- HOW TO COMPLETE THIS TASK: From the first line to the last, output the material exactly.

- LISTED ENTRIES:
⁂
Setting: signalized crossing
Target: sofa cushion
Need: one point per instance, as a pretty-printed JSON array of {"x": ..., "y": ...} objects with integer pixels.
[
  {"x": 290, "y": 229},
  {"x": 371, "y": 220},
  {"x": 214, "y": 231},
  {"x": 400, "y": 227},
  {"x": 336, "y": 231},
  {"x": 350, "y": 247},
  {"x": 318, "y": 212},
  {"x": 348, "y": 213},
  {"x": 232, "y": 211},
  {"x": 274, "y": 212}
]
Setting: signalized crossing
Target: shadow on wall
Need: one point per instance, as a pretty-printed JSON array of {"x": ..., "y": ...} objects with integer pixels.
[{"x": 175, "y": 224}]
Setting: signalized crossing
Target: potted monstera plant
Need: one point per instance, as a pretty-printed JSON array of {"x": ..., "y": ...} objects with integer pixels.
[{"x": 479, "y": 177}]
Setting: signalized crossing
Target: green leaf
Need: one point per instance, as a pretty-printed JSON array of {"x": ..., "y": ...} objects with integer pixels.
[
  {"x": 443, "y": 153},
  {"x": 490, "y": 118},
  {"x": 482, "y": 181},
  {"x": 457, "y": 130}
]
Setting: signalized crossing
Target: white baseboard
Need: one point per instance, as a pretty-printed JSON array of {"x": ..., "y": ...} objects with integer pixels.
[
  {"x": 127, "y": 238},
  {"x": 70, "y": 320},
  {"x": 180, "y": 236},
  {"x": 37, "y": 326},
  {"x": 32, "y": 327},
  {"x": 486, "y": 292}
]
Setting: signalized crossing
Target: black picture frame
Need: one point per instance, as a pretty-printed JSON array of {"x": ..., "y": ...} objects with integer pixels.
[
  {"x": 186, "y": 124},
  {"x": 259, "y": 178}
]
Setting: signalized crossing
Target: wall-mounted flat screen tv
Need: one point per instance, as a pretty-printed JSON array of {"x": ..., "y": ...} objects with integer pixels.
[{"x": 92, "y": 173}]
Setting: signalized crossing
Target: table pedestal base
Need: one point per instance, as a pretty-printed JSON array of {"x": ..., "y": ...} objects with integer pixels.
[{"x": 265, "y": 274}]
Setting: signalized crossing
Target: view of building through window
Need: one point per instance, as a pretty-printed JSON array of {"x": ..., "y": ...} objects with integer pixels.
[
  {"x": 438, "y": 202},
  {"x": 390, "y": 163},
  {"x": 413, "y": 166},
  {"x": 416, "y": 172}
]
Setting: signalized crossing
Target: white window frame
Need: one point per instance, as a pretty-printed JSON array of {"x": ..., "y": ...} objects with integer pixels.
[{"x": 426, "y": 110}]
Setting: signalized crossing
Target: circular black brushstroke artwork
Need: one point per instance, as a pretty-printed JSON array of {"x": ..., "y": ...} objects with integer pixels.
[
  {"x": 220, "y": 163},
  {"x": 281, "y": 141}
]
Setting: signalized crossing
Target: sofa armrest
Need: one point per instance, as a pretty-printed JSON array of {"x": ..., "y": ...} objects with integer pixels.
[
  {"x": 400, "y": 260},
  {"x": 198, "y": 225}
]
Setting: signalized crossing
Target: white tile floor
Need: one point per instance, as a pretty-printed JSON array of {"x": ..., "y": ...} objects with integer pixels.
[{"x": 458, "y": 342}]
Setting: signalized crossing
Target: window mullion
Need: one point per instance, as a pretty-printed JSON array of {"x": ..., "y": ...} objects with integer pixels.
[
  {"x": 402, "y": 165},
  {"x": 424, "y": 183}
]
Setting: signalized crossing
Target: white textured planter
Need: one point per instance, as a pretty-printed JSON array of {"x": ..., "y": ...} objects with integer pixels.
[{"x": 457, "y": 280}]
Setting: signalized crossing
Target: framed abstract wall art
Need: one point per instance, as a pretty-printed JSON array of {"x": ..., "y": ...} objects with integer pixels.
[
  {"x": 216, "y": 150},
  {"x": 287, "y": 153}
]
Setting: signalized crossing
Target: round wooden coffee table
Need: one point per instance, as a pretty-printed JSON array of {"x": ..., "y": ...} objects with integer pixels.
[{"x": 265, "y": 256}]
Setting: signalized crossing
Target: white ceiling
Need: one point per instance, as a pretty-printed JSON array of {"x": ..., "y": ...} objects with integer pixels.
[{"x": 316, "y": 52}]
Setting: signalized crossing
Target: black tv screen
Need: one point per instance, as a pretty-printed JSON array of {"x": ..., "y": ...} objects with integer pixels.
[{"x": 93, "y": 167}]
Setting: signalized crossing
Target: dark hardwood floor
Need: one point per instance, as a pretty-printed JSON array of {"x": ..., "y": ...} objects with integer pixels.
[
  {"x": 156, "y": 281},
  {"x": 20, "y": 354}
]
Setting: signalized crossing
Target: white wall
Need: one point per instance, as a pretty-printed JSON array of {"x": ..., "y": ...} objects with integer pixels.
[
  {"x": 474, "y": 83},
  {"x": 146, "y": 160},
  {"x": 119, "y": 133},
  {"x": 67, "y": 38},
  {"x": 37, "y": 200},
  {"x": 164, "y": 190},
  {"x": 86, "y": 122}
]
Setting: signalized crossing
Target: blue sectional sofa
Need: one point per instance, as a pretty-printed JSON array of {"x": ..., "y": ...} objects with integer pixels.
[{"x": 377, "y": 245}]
⁂
- RESPONSE:
Setting: signalized crossing
Target: sofa cushion
Need: one point per instance, as a pretty-printed JSON array of {"x": ..., "y": ...} objects with integer pixels.
[
  {"x": 290, "y": 229},
  {"x": 371, "y": 220},
  {"x": 214, "y": 231},
  {"x": 400, "y": 227},
  {"x": 336, "y": 231},
  {"x": 350, "y": 247},
  {"x": 318, "y": 212},
  {"x": 348, "y": 213},
  {"x": 232, "y": 211},
  {"x": 274, "y": 212}
]
Setting: signalized crossing
Target: shadow on wall
Need: one point per instance, as a pretty-printed JSON array of {"x": ..., "y": ...} objects with integer pixels.
[{"x": 175, "y": 224}]
Setting: signalized crossing
Target: potted monstera plant
Need: one point per instance, as a pretty-printed JSON array of {"x": ..., "y": ...} objects with integer pixels.
[{"x": 479, "y": 177}]
Setting: signalized crossing
Target: green leaf
Need: one point per instance, as a pretty-printed JSON array of {"x": ..., "y": ...} objects with integer pixels.
[
  {"x": 443, "y": 153},
  {"x": 490, "y": 118},
  {"x": 482, "y": 181},
  {"x": 457, "y": 130}
]
Setting: signalized crossing
Target: white baseboard
Need: one point per instance, as a pretty-printed JSON array of {"x": ..., "y": ...} objects with integer pixels.
[
  {"x": 127, "y": 238},
  {"x": 70, "y": 320},
  {"x": 180, "y": 236},
  {"x": 37, "y": 326},
  {"x": 32, "y": 327},
  {"x": 486, "y": 292}
]
Setting: signalized crossing
Target: black picture frame
Need: one point per instance, as a pretty-printed JSON array of {"x": ..., "y": ...} objects with integer pixels.
[
  {"x": 186, "y": 124},
  {"x": 259, "y": 178}
]
Setting: signalized crossing
Target: wall-mounted flat screen tv
Need: one point per instance, as a pretty-printed JSON array of {"x": ..., "y": ...} objects with integer pixels.
[{"x": 92, "y": 173}]
Setting: signalized crossing
Target: table pedestal base
Need: one point per instance, as a pretty-printed JSON array of {"x": ..., "y": ...} objects with integer pixels.
[{"x": 265, "y": 274}]
Setting: signalized crossing
Target: view of building through window
Need: one point per instance, as a pretty-printed JSON array of {"x": ..., "y": ...} objects with integer pixels.
[
  {"x": 438, "y": 202},
  {"x": 390, "y": 163},
  {"x": 413, "y": 166},
  {"x": 416, "y": 172}
]
Setting: signalized crossing
Target: white window frame
Need: one point per instance, as a pretty-printed JSON array of {"x": ..., "y": ...} objects with integer pixels.
[{"x": 426, "y": 110}]
Setting: signalized crossing
Target: circular black brushstroke artwork
Need: one point per instance, as a pretty-printed JSON array of {"x": ..., "y": ...} objects with integer pixels.
[
  {"x": 220, "y": 163},
  {"x": 281, "y": 141}
]
Setting: signalized crossing
Target: sofa armrest
Need: one point per instance, as a pretty-printed JSON array of {"x": ..., "y": ...} objects with integer pixels.
[
  {"x": 400, "y": 260},
  {"x": 198, "y": 225}
]
Setting: signalized crossing
Target: white tile floor
Need: one point per instance, as a pretty-printed JSON array of {"x": ..., "y": ...} objects with integer pixels.
[{"x": 458, "y": 342}]
Setting: signalized crossing
Target: window mullion
Need: one point per instance, as a pretty-printed JSON array of {"x": ..., "y": ...} objects with integer pixels.
[
  {"x": 402, "y": 165},
  {"x": 424, "y": 183}
]
Setting: signalized crossing
Target: white textured planter
Need: one point per instance, as a pretty-printed JSON array of {"x": ..., "y": ...} objects with integer pixels.
[{"x": 457, "y": 280}]
Setting: signalized crossing
Target: framed abstract wall art
Need: one point per instance, as a pretty-printed JSON array of {"x": ..., "y": ...} objects with integer pixels.
[
  {"x": 216, "y": 150},
  {"x": 287, "y": 153}
]
Setting: signalized crossing
Target: round wooden coffee table
Need: one point per instance, as a pretty-printed JSON array of {"x": ..., "y": ...} objects with integer pixels.
[{"x": 265, "y": 256}]
Setting: signalized crossing
Target: white ceiling
Need: one point per instance, as a pretty-printed JSON array of {"x": ..., "y": ...} objects with integer pixels.
[{"x": 316, "y": 52}]
Setting: signalized crossing
Target: black tv screen
Need: one point per instance, as a pretty-printed JSON array of {"x": ..., "y": ...} objects with integer pixels.
[{"x": 93, "y": 167}]
Setting: signalized crossing
Target: dark hardwood floor
Need: one point per instance, as a pretty-printed JSON array of {"x": ..., "y": ...} objects with integer pixels.
[
  {"x": 156, "y": 281},
  {"x": 20, "y": 354}
]
Setting: signalized crossing
Target: white wall
Need: one point per instance, as a pretty-printed JSON array of {"x": ..., "y": ...} objects with integer pixels.
[
  {"x": 474, "y": 83},
  {"x": 146, "y": 160},
  {"x": 119, "y": 133},
  {"x": 67, "y": 38},
  {"x": 37, "y": 200},
  {"x": 164, "y": 190},
  {"x": 86, "y": 122}
]
Setting: signalized crossing
Target: blue sectional sofa
Need: one point per instance, as a pretty-printed JSON array of {"x": ..., "y": ...} objects with integer pixels.
[{"x": 377, "y": 245}]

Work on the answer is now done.